> WHAT IS ASKED:
Pull out each line of the records that contains the word "every".

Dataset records
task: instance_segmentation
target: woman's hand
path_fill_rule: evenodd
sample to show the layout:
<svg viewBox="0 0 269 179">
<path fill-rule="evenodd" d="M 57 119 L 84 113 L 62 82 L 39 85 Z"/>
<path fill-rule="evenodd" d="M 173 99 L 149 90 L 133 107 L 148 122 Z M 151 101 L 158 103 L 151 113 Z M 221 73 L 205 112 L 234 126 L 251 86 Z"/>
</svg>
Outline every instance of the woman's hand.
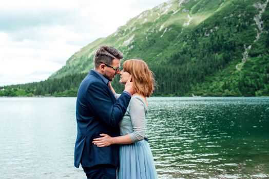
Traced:
<svg viewBox="0 0 269 179">
<path fill-rule="evenodd" d="M 101 133 L 100 136 L 103 136 L 102 138 L 95 138 L 93 139 L 92 143 L 98 147 L 107 147 L 113 144 L 113 138 L 105 133 Z"/>
<path fill-rule="evenodd" d="M 112 87 L 110 81 L 108 81 L 108 83 L 107 84 L 107 85 L 109 89 L 110 89 L 110 90 L 111 91 L 112 93 L 114 94 L 116 93 L 115 91 L 113 88 L 113 87 Z"/>
</svg>

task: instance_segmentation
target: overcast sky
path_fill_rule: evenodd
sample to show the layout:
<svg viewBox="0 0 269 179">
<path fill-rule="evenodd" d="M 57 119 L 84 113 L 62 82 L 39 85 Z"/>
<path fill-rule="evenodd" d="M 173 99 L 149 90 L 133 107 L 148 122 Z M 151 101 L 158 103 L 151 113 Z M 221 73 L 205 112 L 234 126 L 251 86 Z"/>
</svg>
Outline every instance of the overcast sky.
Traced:
<svg viewBox="0 0 269 179">
<path fill-rule="evenodd" d="M 46 79 L 82 47 L 165 0 L 0 0 L 0 86 Z"/>
</svg>

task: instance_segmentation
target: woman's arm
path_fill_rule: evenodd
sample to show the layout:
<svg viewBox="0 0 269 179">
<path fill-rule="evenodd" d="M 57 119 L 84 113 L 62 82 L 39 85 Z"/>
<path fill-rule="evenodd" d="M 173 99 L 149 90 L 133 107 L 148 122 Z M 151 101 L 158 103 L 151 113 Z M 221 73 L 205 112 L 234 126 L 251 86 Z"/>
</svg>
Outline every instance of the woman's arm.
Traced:
<svg viewBox="0 0 269 179">
<path fill-rule="evenodd" d="M 139 98 L 130 102 L 130 115 L 133 131 L 125 136 L 111 137 L 106 134 L 101 134 L 102 138 L 93 139 L 92 143 L 98 147 L 107 147 L 112 144 L 128 144 L 141 141 L 145 137 L 145 116 L 143 102 Z"/>
</svg>

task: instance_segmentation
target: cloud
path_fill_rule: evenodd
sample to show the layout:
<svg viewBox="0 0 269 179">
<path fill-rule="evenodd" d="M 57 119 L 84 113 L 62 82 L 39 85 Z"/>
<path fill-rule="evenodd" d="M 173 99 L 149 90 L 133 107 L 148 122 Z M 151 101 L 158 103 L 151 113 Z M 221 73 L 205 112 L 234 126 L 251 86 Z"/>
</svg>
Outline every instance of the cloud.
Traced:
<svg viewBox="0 0 269 179">
<path fill-rule="evenodd" d="M 0 86 L 45 80 L 84 46 L 164 1 L 0 1 Z"/>
</svg>

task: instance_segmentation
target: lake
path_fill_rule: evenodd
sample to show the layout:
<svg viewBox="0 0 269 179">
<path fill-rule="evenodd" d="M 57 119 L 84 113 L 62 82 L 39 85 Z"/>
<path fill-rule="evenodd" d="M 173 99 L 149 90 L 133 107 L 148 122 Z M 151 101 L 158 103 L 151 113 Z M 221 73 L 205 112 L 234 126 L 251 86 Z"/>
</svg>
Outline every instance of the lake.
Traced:
<svg viewBox="0 0 269 179">
<path fill-rule="evenodd" d="M 269 98 L 152 97 L 159 178 L 269 177 Z M 73 166 L 75 98 L 0 98 L 1 178 L 86 178 Z"/>
</svg>

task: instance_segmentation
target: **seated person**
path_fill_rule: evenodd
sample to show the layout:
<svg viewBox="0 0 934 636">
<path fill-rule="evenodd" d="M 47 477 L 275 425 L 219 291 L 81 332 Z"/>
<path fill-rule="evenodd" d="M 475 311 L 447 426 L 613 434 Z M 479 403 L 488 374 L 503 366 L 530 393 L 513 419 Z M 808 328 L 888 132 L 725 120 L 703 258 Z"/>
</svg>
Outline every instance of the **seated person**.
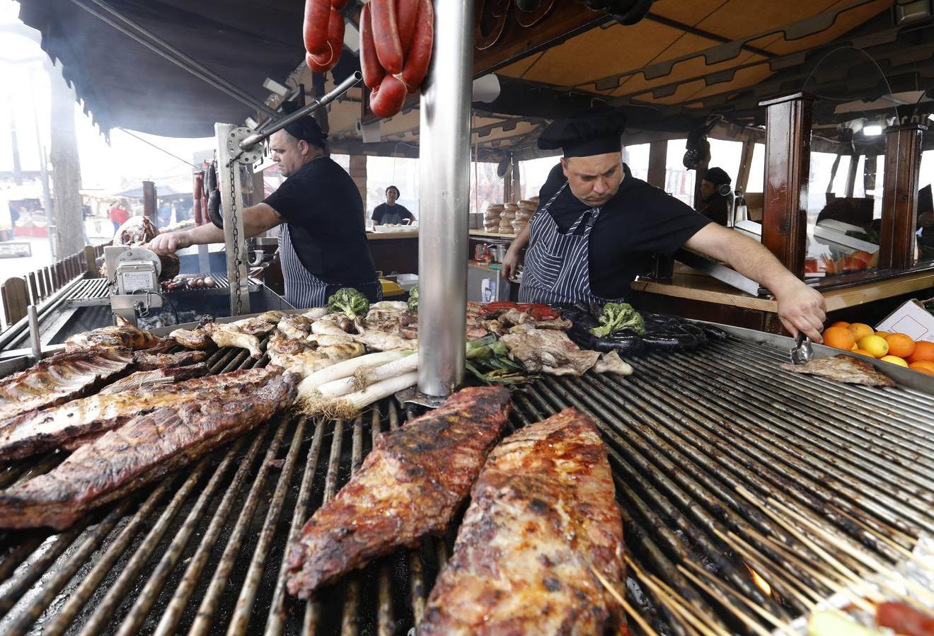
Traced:
<svg viewBox="0 0 934 636">
<path fill-rule="evenodd" d="M 711 168 L 700 180 L 700 202 L 698 204 L 698 212 L 725 227 L 729 218 L 729 208 L 733 205 L 730 183 L 732 179 L 722 168 Z"/>
<path fill-rule="evenodd" d="M 374 225 L 387 225 L 392 223 L 398 225 L 403 219 L 408 219 L 409 222 L 415 221 L 415 215 L 408 211 L 404 205 L 396 203 L 399 200 L 399 189 L 389 186 L 386 189 L 386 203 L 379 204 L 373 211 Z"/>
</svg>

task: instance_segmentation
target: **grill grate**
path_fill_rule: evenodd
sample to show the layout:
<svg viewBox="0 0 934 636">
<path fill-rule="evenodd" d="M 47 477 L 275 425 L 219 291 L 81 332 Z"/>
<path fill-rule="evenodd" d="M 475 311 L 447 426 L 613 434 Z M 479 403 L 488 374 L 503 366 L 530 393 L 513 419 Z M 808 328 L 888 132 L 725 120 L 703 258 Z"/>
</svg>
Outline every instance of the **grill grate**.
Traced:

> WRITTEN RESPONSE:
Outline every instance of the woman's hand.
Outline every instance of the overcast sky.
Outline every instance of the woman's arm.
Outline every instance of the cloud.
Outline every instance of the lake.
Outline every instance of the **seated person**.
Outline every instance of the **grill grate**.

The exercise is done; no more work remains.